- _TASK REQUIREMENTS_:
Where does the word "brown" show up in the records? Copy every line that has it.

- _MATERIAL PROVIDED_:
-- Opening Marker --

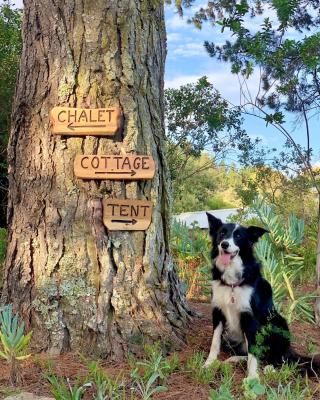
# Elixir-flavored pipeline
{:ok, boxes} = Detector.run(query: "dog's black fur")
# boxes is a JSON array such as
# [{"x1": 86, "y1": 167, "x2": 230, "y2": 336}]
[{"x1": 206, "y1": 212, "x2": 320, "y2": 376}]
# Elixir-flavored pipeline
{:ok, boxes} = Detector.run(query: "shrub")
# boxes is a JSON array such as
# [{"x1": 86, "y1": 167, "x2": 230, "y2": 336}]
[
  {"x1": 171, "y1": 221, "x2": 211, "y2": 300},
  {"x1": 0, "y1": 304, "x2": 32, "y2": 385}
]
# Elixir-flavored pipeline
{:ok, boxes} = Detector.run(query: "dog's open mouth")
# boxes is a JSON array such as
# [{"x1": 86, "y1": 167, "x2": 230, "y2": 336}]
[{"x1": 218, "y1": 249, "x2": 239, "y2": 266}]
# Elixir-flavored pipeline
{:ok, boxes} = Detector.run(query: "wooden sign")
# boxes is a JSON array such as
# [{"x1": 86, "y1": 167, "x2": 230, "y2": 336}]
[
  {"x1": 74, "y1": 155, "x2": 155, "y2": 180},
  {"x1": 50, "y1": 107, "x2": 122, "y2": 136},
  {"x1": 103, "y1": 198, "x2": 153, "y2": 231}
]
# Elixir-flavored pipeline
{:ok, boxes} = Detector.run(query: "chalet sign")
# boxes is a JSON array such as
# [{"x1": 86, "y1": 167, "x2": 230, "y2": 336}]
[
  {"x1": 74, "y1": 155, "x2": 155, "y2": 180},
  {"x1": 50, "y1": 107, "x2": 122, "y2": 136},
  {"x1": 103, "y1": 198, "x2": 153, "y2": 231}
]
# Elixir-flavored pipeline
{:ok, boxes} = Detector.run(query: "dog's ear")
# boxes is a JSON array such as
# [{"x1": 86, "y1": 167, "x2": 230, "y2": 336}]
[
  {"x1": 247, "y1": 226, "x2": 269, "y2": 243},
  {"x1": 206, "y1": 212, "x2": 223, "y2": 237}
]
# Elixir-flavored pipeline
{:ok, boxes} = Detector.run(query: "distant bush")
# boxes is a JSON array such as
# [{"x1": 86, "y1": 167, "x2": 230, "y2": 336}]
[{"x1": 206, "y1": 197, "x2": 235, "y2": 210}]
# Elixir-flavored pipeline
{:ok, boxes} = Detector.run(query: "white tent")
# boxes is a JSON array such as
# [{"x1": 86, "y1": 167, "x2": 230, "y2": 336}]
[{"x1": 173, "y1": 208, "x2": 243, "y2": 229}]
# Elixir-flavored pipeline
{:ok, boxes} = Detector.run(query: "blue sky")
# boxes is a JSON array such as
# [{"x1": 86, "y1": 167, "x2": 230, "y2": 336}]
[
  {"x1": 9, "y1": 0, "x2": 320, "y2": 166},
  {"x1": 164, "y1": 1, "x2": 320, "y2": 166}
]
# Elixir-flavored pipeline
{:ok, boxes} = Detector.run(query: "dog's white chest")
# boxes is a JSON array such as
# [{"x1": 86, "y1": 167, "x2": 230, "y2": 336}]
[{"x1": 211, "y1": 281, "x2": 253, "y2": 342}]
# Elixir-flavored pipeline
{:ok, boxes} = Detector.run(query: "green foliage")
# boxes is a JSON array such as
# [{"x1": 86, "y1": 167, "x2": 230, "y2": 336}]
[
  {"x1": 46, "y1": 374, "x2": 89, "y2": 400},
  {"x1": 263, "y1": 362, "x2": 298, "y2": 386},
  {"x1": 172, "y1": 155, "x2": 238, "y2": 214},
  {"x1": 209, "y1": 384, "x2": 234, "y2": 400},
  {"x1": 242, "y1": 377, "x2": 266, "y2": 399},
  {"x1": 251, "y1": 197, "x2": 316, "y2": 322},
  {"x1": 184, "y1": 352, "x2": 221, "y2": 384},
  {"x1": 86, "y1": 361, "x2": 125, "y2": 400},
  {"x1": 250, "y1": 323, "x2": 291, "y2": 360},
  {"x1": 0, "y1": 304, "x2": 32, "y2": 385},
  {"x1": 130, "y1": 371, "x2": 168, "y2": 400},
  {"x1": 129, "y1": 342, "x2": 179, "y2": 383},
  {"x1": 265, "y1": 381, "x2": 312, "y2": 400},
  {"x1": 0, "y1": 1, "x2": 22, "y2": 227},
  {"x1": 171, "y1": 221, "x2": 211, "y2": 299},
  {"x1": 165, "y1": 77, "x2": 257, "y2": 201}
]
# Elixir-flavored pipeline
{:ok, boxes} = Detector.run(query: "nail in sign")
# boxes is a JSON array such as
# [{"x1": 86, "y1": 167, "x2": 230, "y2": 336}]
[
  {"x1": 50, "y1": 107, "x2": 122, "y2": 136},
  {"x1": 74, "y1": 155, "x2": 155, "y2": 180},
  {"x1": 103, "y1": 199, "x2": 153, "y2": 231}
]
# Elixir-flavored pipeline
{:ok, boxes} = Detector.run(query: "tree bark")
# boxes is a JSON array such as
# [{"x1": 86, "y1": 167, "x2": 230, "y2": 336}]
[{"x1": 2, "y1": 0, "x2": 192, "y2": 357}]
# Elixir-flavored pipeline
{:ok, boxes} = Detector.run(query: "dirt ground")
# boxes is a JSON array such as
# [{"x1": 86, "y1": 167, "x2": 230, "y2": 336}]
[{"x1": 0, "y1": 302, "x2": 320, "y2": 400}]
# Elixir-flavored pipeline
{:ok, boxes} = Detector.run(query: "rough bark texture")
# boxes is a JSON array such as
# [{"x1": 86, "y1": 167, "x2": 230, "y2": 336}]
[{"x1": 2, "y1": 0, "x2": 192, "y2": 357}]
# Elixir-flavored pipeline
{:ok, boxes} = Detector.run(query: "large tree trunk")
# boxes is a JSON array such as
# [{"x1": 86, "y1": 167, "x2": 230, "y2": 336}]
[{"x1": 2, "y1": 0, "x2": 191, "y2": 357}]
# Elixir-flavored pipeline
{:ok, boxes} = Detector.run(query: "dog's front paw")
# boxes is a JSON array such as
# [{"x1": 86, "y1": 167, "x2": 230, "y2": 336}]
[
  {"x1": 203, "y1": 358, "x2": 215, "y2": 368},
  {"x1": 247, "y1": 370, "x2": 259, "y2": 379}
]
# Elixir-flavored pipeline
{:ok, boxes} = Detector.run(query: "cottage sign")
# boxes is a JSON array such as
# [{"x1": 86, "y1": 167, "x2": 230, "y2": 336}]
[
  {"x1": 74, "y1": 155, "x2": 155, "y2": 180},
  {"x1": 50, "y1": 107, "x2": 122, "y2": 135},
  {"x1": 103, "y1": 198, "x2": 153, "y2": 231}
]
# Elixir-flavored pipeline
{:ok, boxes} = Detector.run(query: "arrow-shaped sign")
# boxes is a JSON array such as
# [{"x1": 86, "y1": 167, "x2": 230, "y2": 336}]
[
  {"x1": 111, "y1": 219, "x2": 137, "y2": 225},
  {"x1": 94, "y1": 170, "x2": 136, "y2": 176},
  {"x1": 50, "y1": 107, "x2": 122, "y2": 136},
  {"x1": 103, "y1": 198, "x2": 153, "y2": 231},
  {"x1": 68, "y1": 122, "x2": 105, "y2": 131},
  {"x1": 74, "y1": 155, "x2": 155, "y2": 180}
]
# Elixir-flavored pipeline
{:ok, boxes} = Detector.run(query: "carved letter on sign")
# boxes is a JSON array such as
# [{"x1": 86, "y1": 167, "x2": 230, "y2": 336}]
[
  {"x1": 50, "y1": 107, "x2": 122, "y2": 136},
  {"x1": 74, "y1": 155, "x2": 155, "y2": 180},
  {"x1": 103, "y1": 198, "x2": 153, "y2": 231}
]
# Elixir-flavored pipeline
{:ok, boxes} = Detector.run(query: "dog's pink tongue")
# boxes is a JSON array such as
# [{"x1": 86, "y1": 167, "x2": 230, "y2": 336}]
[{"x1": 218, "y1": 252, "x2": 232, "y2": 266}]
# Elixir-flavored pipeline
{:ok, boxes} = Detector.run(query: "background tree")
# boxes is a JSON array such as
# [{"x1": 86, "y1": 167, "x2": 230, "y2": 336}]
[
  {"x1": 0, "y1": 1, "x2": 22, "y2": 227},
  {"x1": 164, "y1": 76, "x2": 258, "y2": 202},
  {"x1": 1, "y1": 0, "x2": 192, "y2": 357}
]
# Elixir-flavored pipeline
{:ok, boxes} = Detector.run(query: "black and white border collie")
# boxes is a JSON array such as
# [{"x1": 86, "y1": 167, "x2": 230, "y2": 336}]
[{"x1": 205, "y1": 213, "x2": 320, "y2": 378}]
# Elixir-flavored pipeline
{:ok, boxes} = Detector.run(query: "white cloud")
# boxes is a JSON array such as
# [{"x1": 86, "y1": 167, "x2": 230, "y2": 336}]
[
  {"x1": 165, "y1": 68, "x2": 261, "y2": 106},
  {"x1": 166, "y1": 14, "x2": 190, "y2": 30},
  {"x1": 171, "y1": 42, "x2": 206, "y2": 57},
  {"x1": 167, "y1": 32, "x2": 183, "y2": 42}
]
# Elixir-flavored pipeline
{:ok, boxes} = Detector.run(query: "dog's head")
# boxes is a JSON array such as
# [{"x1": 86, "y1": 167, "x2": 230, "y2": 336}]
[{"x1": 206, "y1": 212, "x2": 268, "y2": 269}]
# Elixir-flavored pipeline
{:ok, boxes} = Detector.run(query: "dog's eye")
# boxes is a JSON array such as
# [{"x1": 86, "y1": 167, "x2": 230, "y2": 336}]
[
  {"x1": 220, "y1": 231, "x2": 225, "y2": 237},
  {"x1": 234, "y1": 232, "x2": 241, "y2": 239}
]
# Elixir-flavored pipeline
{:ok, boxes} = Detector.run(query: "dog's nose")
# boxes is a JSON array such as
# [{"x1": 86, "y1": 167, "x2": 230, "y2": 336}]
[{"x1": 221, "y1": 241, "x2": 229, "y2": 250}]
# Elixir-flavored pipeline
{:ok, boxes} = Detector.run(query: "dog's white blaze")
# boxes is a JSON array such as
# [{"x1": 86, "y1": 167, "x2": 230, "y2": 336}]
[
  {"x1": 211, "y1": 280, "x2": 253, "y2": 343},
  {"x1": 204, "y1": 321, "x2": 223, "y2": 366},
  {"x1": 218, "y1": 225, "x2": 240, "y2": 255}
]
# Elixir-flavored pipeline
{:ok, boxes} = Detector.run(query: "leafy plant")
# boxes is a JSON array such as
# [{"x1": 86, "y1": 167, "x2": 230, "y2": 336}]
[
  {"x1": 171, "y1": 221, "x2": 211, "y2": 300},
  {"x1": 263, "y1": 362, "x2": 299, "y2": 386},
  {"x1": 265, "y1": 381, "x2": 312, "y2": 400},
  {"x1": 130, "y1": 371, "x2": 167, "y2": 400},
  {"x1": 129, "y1": 342, "x2": 179, "y2": 384},
  {"x1": 209, "y1": 383, "x2": 235, "y2": 400},
  {"x1": 46, "y1": 374, "x2": 90, "y2": 400},
  {"x1": 0, "y1": 304, "x2": 32, "y2": 385},
  {"x1": 184, "y1": 351, "x2": 219, "y2": 384},
  {"x1": 251, "y1": 197, "x2": 316, "y2": 322},
  {"x1": 87, "y1": 360, "x2": 125, "y2": 400},
  {"x1": 242, "y1": 377, "x2": 266, "y2": 399}
]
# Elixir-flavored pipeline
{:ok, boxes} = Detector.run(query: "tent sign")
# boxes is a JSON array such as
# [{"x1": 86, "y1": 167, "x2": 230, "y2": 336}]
[
  {"x1": 74, "y1": 155, "x2": 155, "y2": 180},
  {"x1": 103, "y1": 199, "x2": 152, "y2": 231},
  {"x1": 50, "y1": 107, "x2": 122, "y2": 136}
]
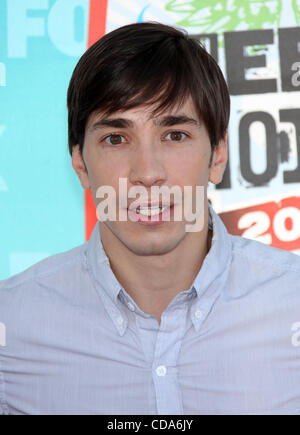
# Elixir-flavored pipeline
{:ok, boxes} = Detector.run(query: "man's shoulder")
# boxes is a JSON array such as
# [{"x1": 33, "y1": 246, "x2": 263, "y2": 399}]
[
  {"x1": 0, "y1": 241, "x2": 88, "y2": 292},
  {"x1": 228, "y1": 234, "x2": 300, "y2": 300},
  {"x1": 230, "y1": 234, "x2": 300, "y2": 273}
]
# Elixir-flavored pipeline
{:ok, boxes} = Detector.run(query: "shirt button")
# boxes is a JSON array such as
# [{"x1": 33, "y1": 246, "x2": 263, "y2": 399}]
[
  {"x1": 156, "y1": 365, "x2": 167, "y2": 377},
  {"x1": 116, "y1": 316, "x2": 124, "y2": 326},
  {"x1": 127, "y1": 302, "x2": 135, "y2": 312},
  {"x1": 194, "y1": 309, "x2": 203, "y2": 320}
]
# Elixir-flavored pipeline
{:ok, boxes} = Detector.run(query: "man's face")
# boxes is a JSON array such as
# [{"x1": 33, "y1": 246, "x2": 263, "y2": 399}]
[{"x1": 72, "y1": 96, "x2": 227, "y2": 256}]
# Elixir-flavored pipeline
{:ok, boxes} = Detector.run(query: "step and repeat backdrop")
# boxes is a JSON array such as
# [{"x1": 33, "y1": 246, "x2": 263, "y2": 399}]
[{"x1": 0, "y1": 0, "x2": 299, "y2": 279}]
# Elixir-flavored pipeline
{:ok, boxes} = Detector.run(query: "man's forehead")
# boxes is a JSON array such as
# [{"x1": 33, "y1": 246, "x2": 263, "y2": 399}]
[{"x1": 87, "y1": 97, "x2": 199, "y2": 127}]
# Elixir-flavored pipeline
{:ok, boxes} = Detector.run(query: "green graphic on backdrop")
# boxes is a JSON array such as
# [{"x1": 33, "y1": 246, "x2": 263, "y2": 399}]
[
  {"x1": 292, "y1": 0, "x2": 300, "y2": 24},
  {"x1": 165, "y1": 0, "x2": 286, "y2": 32}
]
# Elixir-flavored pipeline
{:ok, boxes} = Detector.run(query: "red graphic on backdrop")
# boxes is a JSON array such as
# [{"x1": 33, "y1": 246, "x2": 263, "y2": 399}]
[
  {"x1": 219, "y1": 196, "x2": 300, "y2": 251},
  {"x1": 85, "y1": 0, "x2": 108, "y2": 240},
  {"x1": 88, "y1": 0, "x2": 108, "y2": 47}
]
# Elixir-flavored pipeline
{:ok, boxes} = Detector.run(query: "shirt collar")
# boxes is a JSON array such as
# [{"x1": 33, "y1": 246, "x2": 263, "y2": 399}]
[
  {"x1": 86, "y1": 219, "x2": 128, "y2": 336},
  {"x1": 189, "y1": 201, "x2": 233, "y2": 332},
  {"x1": 86, "y1": 202, "x2": 232, "y2": 335}
]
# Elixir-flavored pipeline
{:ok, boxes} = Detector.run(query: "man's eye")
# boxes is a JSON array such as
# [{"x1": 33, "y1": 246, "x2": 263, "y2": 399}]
[
  {"x1": 103, "y1": 134, "x2": 126, "y2": 145},
  {"x1": 165, "y1": 131, "x2": 187, "y2": 141}
]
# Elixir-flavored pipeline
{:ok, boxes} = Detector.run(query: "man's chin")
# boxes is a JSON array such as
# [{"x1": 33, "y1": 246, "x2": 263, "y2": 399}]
[
  {"x1": 100, "y1": 221, "x2": 188, "y2": 256},
  {"x1": 122, "y1": 244, "x2": 176, "y2": 257},
  {"x1": 118, "y1": 232, "x2": 187, "y2": 257}
]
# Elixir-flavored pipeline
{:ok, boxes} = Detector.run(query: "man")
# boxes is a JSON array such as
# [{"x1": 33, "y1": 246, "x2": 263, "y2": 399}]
[{"x1": 0, "y1": 22, "x2": 300, "y2": 416}]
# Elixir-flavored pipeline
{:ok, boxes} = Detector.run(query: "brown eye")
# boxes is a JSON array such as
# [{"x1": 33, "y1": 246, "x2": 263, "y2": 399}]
[
  {"x1": 104, "y1": 134, "x2": 125, "y2": 145},
  {"x1": 166, "y1": 131, "x2": 187, "y2": 141}
]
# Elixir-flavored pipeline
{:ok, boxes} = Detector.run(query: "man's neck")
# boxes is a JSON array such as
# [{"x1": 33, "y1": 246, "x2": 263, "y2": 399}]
[{"x1": 99, "y1": 214, "x2": 212, "y2": 324}]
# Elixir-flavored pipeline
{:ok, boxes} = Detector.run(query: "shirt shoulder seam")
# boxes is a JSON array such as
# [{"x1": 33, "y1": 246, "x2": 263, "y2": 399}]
[
  {"x1": 231, "y1": 238, "x2": 300, "y2": 273},
  {"x1": 2, "y1": 245, "x2": 87, "y2": 290}
]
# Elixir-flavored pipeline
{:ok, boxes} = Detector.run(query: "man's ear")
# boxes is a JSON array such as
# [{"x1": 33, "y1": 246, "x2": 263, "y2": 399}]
[
  {"x1": 72, "y1": 144, "x2": 91, "y2": 190},
  {"x1": 208, "y1": 131, "x2": 228, "y2": 185}
]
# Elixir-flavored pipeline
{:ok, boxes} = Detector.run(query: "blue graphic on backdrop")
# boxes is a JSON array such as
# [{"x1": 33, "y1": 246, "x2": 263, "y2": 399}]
[{"x1": 0, "y1": 0, "x2": 89, "y2": 279}]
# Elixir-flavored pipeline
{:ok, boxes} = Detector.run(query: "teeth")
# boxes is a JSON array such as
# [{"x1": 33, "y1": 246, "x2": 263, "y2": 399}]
[{"x1": 137, "y1": 206, "x2": 168, "y2": 216}]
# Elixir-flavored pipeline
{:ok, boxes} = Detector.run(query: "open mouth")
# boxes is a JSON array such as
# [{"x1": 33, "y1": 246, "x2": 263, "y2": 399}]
[
  {"x1": 127, "y1": 204, "x2": 175, "y2": 224},
  {"x1": 135, "y1": 206, "x2": 169, "y2": 216}
]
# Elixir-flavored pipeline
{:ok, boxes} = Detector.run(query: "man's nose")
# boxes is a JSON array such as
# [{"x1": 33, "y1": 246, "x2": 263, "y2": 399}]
[{"x1": 129, "y1": 142, "x2": 167, "y2": 188}]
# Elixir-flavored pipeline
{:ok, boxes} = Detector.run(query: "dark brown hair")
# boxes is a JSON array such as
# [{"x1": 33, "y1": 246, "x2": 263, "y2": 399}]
[{"x1": 67, "y1": 21, "x2": 230, "y2": 157}]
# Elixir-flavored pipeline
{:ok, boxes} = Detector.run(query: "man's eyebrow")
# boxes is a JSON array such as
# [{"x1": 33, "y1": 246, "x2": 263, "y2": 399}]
[
  {"x1": 88, "y1": 114, "x2": 201, "y2": 132},
  {"x1": 88, "y1": 118, "x2": 134, "y2": 132},
  {"x1": 154, "y1": 115, "x2": 201, "y2": 127}
]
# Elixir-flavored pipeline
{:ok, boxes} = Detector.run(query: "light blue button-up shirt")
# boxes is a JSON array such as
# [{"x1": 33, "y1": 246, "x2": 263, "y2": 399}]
[{"x1": 1, "y1": 203, "x2": 300, "y2": 415}]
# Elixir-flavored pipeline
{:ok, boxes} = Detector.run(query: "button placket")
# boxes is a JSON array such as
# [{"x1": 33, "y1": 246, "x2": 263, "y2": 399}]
[{"x1": 151, "y1": 306, "x2": 188, "y2": 414}]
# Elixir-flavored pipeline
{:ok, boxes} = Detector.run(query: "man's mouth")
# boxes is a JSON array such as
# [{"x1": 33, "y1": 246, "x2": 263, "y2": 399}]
[
  {"x1": 135, "y1": 206, "x2": 169, "y2": 216},
  {"x1": 127, "y1": 202, "x2": 175, "y2": 224}
]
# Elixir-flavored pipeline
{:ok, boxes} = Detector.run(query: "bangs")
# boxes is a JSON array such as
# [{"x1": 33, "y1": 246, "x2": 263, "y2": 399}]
[{"x1": 85, "y1": 36, "x2": 200, "y2": 121}]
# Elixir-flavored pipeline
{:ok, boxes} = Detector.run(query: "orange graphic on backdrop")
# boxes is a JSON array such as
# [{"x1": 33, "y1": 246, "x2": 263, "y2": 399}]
[{"x1": 85, "y1": 0, "x2": 108, "y2": 240}]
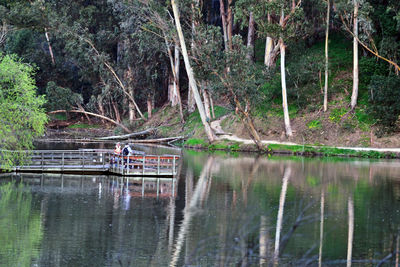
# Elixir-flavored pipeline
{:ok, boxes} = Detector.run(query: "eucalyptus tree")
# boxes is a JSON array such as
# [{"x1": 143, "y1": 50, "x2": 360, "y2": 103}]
[
  {"x1": 252, "y1": 0, "x2": 304, "y2": 137},
  {"x1": 323, "y1": 0, "x2": 330, "y2": 112},
  {"x1": 171, "y1": 0, "x2": 217, "y2": 142},
  {"x1": 192, "y1": 26, "x2": 264, "y2": 148}
]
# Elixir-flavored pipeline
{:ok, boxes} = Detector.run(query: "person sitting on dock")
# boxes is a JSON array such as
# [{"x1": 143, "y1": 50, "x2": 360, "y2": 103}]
[
  {"x1": 114, "y1": 142, "x2": 122, "y2": 155},
  {"x1": 111, "y1": 142, "x2": 122, "y2": 165}
]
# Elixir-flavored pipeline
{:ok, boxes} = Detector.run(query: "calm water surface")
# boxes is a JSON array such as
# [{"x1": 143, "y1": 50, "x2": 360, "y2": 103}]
[{"x1": 0, "y1": 144, "x2": 399, "y2": 266}]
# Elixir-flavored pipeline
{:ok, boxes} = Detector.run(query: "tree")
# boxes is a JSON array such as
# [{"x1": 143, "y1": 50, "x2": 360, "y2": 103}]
[
  {"x1": 323, "y1": 0, "x2": 330, "y2": 112},
  {"x1": 254, "y1": 0, "x2": 303, "y2": 137},
  {"x1": 351, "y1": 0, "x2": 359, "y2": 110},
  {"x1": 0, "y1": 54, "x2": 47, "y2": 168},
  {"x1": 170, "y1": 0, "x2": 216, "y2": 142}
]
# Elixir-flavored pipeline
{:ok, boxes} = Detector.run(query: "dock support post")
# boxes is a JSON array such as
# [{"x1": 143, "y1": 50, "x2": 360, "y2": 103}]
[
  {"x1": 82, "y1": 151, "x2": 85, "y2": 169},
  {"x1": 142, "y1": 177, "x2": 145, "y2": 197},
  {"x1": 117, "y1": 155, "x2": 120, "y2": 174},
  {"x1": 173, "y1": 156, "x2": 176, "y2": 175},
  {"x1": 157, "y1": 156, "x2": 160, "y2": 175},
  {"x1": 142, "y1": 156, "x2": 145, "y2": 175},
  {"x1": 157, "y1": 178, "x2": 160, "y2": 199},
  {"x1": 127, "y1": 157, "x2": 130, "y2": 175},
  {"x1": 62, "y1": 152, "x2": 64, "y2": 172}
]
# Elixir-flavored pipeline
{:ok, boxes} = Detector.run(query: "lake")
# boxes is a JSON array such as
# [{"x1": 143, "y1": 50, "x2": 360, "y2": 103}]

-- Closing Marker --

- _ANSWER AREA_:
{:ok, boxes} = Detector.run(query: "brown eye")
{:ok, boxes} = Detector.run(query: "dark brown hair")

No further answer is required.